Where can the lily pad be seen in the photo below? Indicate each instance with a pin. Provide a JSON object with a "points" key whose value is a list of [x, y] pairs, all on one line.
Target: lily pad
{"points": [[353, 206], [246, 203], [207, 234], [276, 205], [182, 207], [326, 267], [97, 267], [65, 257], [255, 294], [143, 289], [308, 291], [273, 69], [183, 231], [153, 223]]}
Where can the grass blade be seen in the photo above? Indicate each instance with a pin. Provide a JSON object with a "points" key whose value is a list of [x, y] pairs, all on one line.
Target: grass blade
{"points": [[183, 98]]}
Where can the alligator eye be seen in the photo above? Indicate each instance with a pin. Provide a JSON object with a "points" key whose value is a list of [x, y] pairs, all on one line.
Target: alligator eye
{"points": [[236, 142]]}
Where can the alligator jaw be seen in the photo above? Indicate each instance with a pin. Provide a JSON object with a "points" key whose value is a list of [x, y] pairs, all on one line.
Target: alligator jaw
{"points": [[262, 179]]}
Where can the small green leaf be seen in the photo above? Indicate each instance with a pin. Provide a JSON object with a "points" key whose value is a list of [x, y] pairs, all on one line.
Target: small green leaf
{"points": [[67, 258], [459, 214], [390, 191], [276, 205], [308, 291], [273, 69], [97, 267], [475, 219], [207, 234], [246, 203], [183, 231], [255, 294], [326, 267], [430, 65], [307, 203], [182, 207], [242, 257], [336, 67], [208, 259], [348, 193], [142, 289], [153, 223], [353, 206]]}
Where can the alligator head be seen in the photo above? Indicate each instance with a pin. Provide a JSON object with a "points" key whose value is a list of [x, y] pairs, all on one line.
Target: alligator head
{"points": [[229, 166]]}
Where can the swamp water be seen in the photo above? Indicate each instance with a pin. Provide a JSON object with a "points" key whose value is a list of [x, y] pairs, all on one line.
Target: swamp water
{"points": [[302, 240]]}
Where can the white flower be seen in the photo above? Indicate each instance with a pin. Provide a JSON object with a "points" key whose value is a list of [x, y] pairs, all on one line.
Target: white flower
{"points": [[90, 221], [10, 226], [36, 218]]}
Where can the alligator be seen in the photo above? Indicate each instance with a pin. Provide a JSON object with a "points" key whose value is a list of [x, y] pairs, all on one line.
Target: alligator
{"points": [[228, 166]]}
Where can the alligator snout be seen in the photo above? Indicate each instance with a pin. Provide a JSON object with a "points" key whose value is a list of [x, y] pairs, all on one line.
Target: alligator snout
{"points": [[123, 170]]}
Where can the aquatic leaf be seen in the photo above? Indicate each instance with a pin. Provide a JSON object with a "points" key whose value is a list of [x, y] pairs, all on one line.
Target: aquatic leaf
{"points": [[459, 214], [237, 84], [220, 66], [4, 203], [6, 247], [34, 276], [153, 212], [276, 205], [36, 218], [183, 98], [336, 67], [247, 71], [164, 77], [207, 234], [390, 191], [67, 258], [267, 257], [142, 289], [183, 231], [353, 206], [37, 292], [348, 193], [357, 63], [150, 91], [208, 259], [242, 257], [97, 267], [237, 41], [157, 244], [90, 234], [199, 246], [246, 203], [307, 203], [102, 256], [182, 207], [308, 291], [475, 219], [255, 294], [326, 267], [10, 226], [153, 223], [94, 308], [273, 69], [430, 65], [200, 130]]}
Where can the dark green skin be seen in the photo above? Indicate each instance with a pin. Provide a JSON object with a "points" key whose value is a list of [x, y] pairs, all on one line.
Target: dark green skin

*****

## What is being asked:
Return every record above exactly as it appears.

## Output below:
Where can the lily pad be seen in the photo below? Indicate each instance with a pin. Provide a JSON object with a "points" key whose value is a list of [x, y] pairs, all on one line.
Target: lily pad
{"points": [[353, 206], [246, 203], [207, 234], [276, 205], [182, 207], [326, 267], [97, 267], [65, 257], [255, 294], [143, 289], [308, 291], [273, 69], [183, 231], [153, 223]]}
Where can the grass blade be seen in the photo above? Indicate each instance with a pin. Provide a JSON object with a "points" key whose value is a list of [x, y] pairs, all on one line.
Target: grass blade
{"points": [[183, 98]]}
Where can the alligator eye be seen in the photo above? Indicate each instance with a pin. Provide a JSON object with a "points" key whose value is a list of [x, y] pairs, all on one line.
Target: alligator eye
{"points": [[236, 142]]}
Where can the alligator jaw be seen in the photo above? Indicate each instance with a pin. Provide a JSON object with a "points" key whose value is a list of [x, y] pairs, all on one line.
Target: alligator jaw
{"points": [[262, 179]]}
Where can the small green leaf be seen in the photo above? Indicate each instance with a pin. Provide a JSON object with a "points" key whose value is a list of [x, y] pairs, all on one line.
Target: small green leaf
{"points": [[67, 258], [459, 214], [390, 191], [276, 205], [308, 291], [273, 69], [97, 267], [475, 219], [207, 234], [246, 203], [183, 231], [255, 294], [326, 267], [430, 65], [307, 203], [182, 207], [242, 257], [336, 67], [208, 259], [348, 193], [142, 289], [153, 223], [353, 206]]}
Where can the alligator head be seen in the photo above? Indicate each instance with a pin. Provide a JSON object with a "points" key whose value is a list of [x, y] pairs, all on one line.
Target: alligator head
{"points": [[229, 166]]}
Where can the swamp water be seen in the photo above? Indicate each instance with a pin. Provide a JSON object with a "points" key whose value is a list of [x, y] pairs, all on one line.
Target: swamp water
{"points": [[302, 240]]}
Where can the white flower be seen in the photo above? Indicate each instance with a pin. Provide a JSON object with a "points" key whose value is a list of [x, y] pairs, all on one line.
Target: white flower
{"points": [[90, 221], [10, 226], [36, 218]]}
Where can the alligator be seen in the photo above? Indicate each instance with a pin. Provide a JSON object with a "points" key whose value is a list of [x, y] pairs, all on one line.
Target: alligator
{"points": [[228, 166]]}
Where can the alligator snout be seen in the photo above? Indicate each instance with a pin. Provide a JSON object with a "points" key whose value is a list of [x, y] pairs, all on one line.
Target: alligator snout
{"points": [[123, 170]]}
Where can the aquatic leaf be seen in the photo above? Indicate each instance with a pin. Provide a JSON object with a "points" key whose value is a list of [x, y] pairs, all on one line.
Target: aquatic leaf
{"points": [[459, 214], [237, 84], [220, 66], [4, 203], [6, 247], [34, 276], [153, 212], [276, 205], [36, 218], [183, 98], [336, 67], [247, 71], [164, 77], [207, 234], [390, 191], [67, 258], [267, 257], [142, 289], [183, 231], [353, 206], [37, 292], [348, 193], [357, 63], [150, 91], [208, 259], [242, 257], [97, 267], [237, 41], [157, 244], [90, 234], [199, 246], [246, 203], [307, 203], [102, 256], [182, 207], [308, 291], [475, 219], [255, 294], [326, 267], [10, 226], [153, 223], [94, 308], [273, 69], [430, 65], [200, 130]]}
Where can the dark green skin be seen in the photo above? Indicate each instance with a pin. Provide a JSON object with a "points" key whose value is a list of [x, y] pairs, all on one line.
Target: dark green skin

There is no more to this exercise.